## START PASSAGE TO READ

2004 Marqués de Griñon Dominio de Valdepusa AAA - Sr. Don Falcó told us that this bottling's acronym comes from the names of his daughters (whose names, obviously, all begin with "A"). The wine shows of a very concentrated, extracted, meaty, sweetly truffled, lusciously fleshy, bold character; the rounded, dark, dark blackberry, minerally crème de cassis and black fruit confited/jammy to the the point of being virtually raisined. Some fresh herb/minty notes, and notable doses of pepper and alcohol.
Lots of signs of new oak treatment in the forward creamy vanilla and cinnamon notes, but healthy acidity balances the potential over-heaviness. Totally tongue-coating, teeth-staining, not at all a shy wine. Very modern in style, and immediately/readily pleasing. This wine is pedal-to-the-metal. 100% graciano, the first I've tried, but not the last - as I was to have some from Jesus Madrazo at CVNE's Contino the day after the next.
By around 2:00-2:30pm, we arrived at the iconic Bodegas Miguel Torres in Vilafranca del Penedès...
...where a beautifully flowering cherry tree garnered lots of photos from the group.
We quickly proceeded to Restaurante Mas Rabell the Torres family's vineyard-surrounded private restaurant...
...where Torres Tourist Promotion Manager, Marc Kolling, welcomed us in out of the cold.
We then seated ourselves at one of the long tables for a quick tasting of what I immediately knew to be very basic bottlings.
All three wines were widely accessible easy drinking, pleasant enough in their own ways, though rather simple. I breezed through them, mentioning that their Gran Coronas and Mas La Plana bottlings were quite popular in Manila. Shortly thereafter, we moved to the next long table for a most welcome lunch (I was starving by then, as, I suspect, was everyone else).
Appetizers (not that I needed to whet my appetite) with an assortment of Torres Olive Oils.
Garbanzos con Bacalao Confitado paired with...
2008 Torres Fransola - A cold weather, high-altitude single vineyard, partially oak-fermented sauvignon blanc (plus a small percentage of parellada). This has a tropical slant to its plumpish sauv blanc fruitiness (bit of passion fruit in there). No aggressive gooseberry here. Nice freshness and moderate vivacity. As a pairing, it lent a nice contrasting lift to the earthy, robust garbanzos and "meaty" bacalao.
Solomillo de Cerdo Ibérico con Higos with...
2006 Torres Gran Coronas Cabernet Sauvignon Reserva - Since this is a reserva, it is probably their latest (or, at the very least, penultimate release). 80% cabernet sauvignon and 20% tempranillo, aged 24 months in a mix of French and American oak. Again, very pleasant, very approachable, nicely concentrated, no edges, hints of cherry and raspberry to the blackcurrant, licorice, hints of fig, tobacco and mild oak. Very correct wine and should please many, if not particularly deep or complex - not at this point, anyway. Quite a good marriage with the pork sirloin and fresh fig (I'm sure the chef made a play on the latter) - that, to me, was more memorable.

## END PASSAGE TO READ
## START RAW RECORDS

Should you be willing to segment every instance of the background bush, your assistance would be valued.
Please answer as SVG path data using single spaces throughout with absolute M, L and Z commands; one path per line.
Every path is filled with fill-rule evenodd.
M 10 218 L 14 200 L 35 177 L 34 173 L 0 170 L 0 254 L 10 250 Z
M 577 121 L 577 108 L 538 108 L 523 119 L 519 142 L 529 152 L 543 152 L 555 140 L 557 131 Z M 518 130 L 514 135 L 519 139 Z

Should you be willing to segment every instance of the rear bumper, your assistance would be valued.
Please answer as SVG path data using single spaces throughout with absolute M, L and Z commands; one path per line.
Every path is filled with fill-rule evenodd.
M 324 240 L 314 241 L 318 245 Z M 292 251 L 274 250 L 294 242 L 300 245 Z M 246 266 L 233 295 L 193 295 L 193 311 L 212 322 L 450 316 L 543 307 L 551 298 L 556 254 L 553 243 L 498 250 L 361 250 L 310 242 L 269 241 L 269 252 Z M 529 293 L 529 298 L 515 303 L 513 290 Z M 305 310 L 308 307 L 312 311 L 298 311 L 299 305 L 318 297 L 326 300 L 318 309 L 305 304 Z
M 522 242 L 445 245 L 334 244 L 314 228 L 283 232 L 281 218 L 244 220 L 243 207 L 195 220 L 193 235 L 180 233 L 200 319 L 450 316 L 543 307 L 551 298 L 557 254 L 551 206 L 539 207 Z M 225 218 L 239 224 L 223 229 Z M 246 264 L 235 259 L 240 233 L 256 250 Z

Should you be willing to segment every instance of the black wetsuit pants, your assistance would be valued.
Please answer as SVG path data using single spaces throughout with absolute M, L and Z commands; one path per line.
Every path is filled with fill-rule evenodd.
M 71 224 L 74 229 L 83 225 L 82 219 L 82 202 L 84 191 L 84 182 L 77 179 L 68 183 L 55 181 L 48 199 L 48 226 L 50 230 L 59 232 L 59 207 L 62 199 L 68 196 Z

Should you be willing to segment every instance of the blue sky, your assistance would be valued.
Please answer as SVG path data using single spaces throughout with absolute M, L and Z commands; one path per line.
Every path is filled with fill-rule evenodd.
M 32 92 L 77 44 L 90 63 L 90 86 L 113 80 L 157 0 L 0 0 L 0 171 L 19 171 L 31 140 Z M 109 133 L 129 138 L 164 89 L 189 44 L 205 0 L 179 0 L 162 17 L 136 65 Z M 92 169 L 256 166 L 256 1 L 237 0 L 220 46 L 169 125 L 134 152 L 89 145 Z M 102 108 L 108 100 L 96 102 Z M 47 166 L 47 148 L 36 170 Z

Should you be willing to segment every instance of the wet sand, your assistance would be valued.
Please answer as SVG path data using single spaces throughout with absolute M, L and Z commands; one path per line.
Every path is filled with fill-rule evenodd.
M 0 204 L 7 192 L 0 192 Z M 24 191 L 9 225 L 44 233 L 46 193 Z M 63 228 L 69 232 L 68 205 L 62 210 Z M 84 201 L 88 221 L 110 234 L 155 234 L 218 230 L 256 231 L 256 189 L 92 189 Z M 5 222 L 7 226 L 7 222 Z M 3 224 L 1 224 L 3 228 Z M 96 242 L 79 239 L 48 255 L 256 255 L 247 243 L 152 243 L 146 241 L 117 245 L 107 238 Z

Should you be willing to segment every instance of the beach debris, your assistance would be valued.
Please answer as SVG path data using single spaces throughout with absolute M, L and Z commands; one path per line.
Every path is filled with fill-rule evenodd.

## END RAW RECORDS

WHAT YOU NEED TO DO
1. Retype the passage of the wine tasting notes from "We then seated" up to and including "Torres Olive Oils.".
2. Write what comes next in the wine tasting notes, starting after their final sentence.

RESPONSES IN ORDER
1.
We then seated ourselves at one of the long tables for a quick tasting of what I immediately knew to be very basic bottlings.
All three wines were widely accessible easy drinking, pleasant enough in their own ways, though rather simple. I breezed through them, mentioning that their Gran Coronas and Mas La Plana bottlings were quite popular in Manila. Shortly thereafter, we moved to the next long table for a most welcome lunch (I was starving by then, as, I suspect, was everyone else).
Appetizers (not that I needed to whet my appetite) with an assortment of Torres Olive Oils.

2.
A plate of Quesos Catalanes was then served with...
2006 Torres Mas La Plana - single vineyard 100% cabernet sauvignon; I've had several vintages of this bottling in the past as many friends obviously favor it. As earlier mentioned, this is easily found in Metro Manila. Somewhat chewy blackcurrant, black cherry, hint of kirsch, underlying meaty-earthiness (which should develop more over time), touch of tar, hint of violets towards the back, moderate oak all around. Yet again, very accessible and easy to drink, if not yet very complex at this young stage. I mentioned to Marc Kolling that I had tried their Milmandas and Reserva Real bottlings before which I found to be quite memorable in their own ways.
Bizcocho de Pistachos con Frambuesas
This was paired with the Torres Moscatel Floralis - a sweetly perfumed, floral non-vintage moscatel that lived up to its name. The honeyed nose was quite straightforward, certainly unabashed, yet quite stunning - to me anyway. I couldn't stop smelling it. In the mouth, it was slinky, sexy and eager to please. Honeyed white grape juice with notes of cinnamon, vanilla, candied orange rind, more than decent acidity maintains a good freshness. Very, very nice. It was certainly a hit with the ladies as well.
Marc then asked if anyone would care for some brandy and Team South Korea immediately raised their hands. It was certainly a good idea considering we'd be headed back out into the cold in a few minutes. Thus, a bottle of Torres Brandy Jaime I Reserva de la Familia was served. I initially declined since I expected more wine tasting; but, Marc assured me that only a winery tour followed, so I allowed myself a pour or three. Nice, smoothly comforting - just what I needed.
Back at the winery, it was another train ride for us, but, compared to Freixenet, this ride was more like Universal Studios than Disneyland - entering a long dark tunnel...
...with holograms accompanying the recorded narrative of Torres' history.
We did get to walk around a bit, though, and take some photos as well. Unfortunately, I was already quite tipsy and had problems focusing my shots. The only one I can leave you with is that of a commemorative barrel...
...signed by King Juan Carlos during a visit in 2009.
Next, la Rioja!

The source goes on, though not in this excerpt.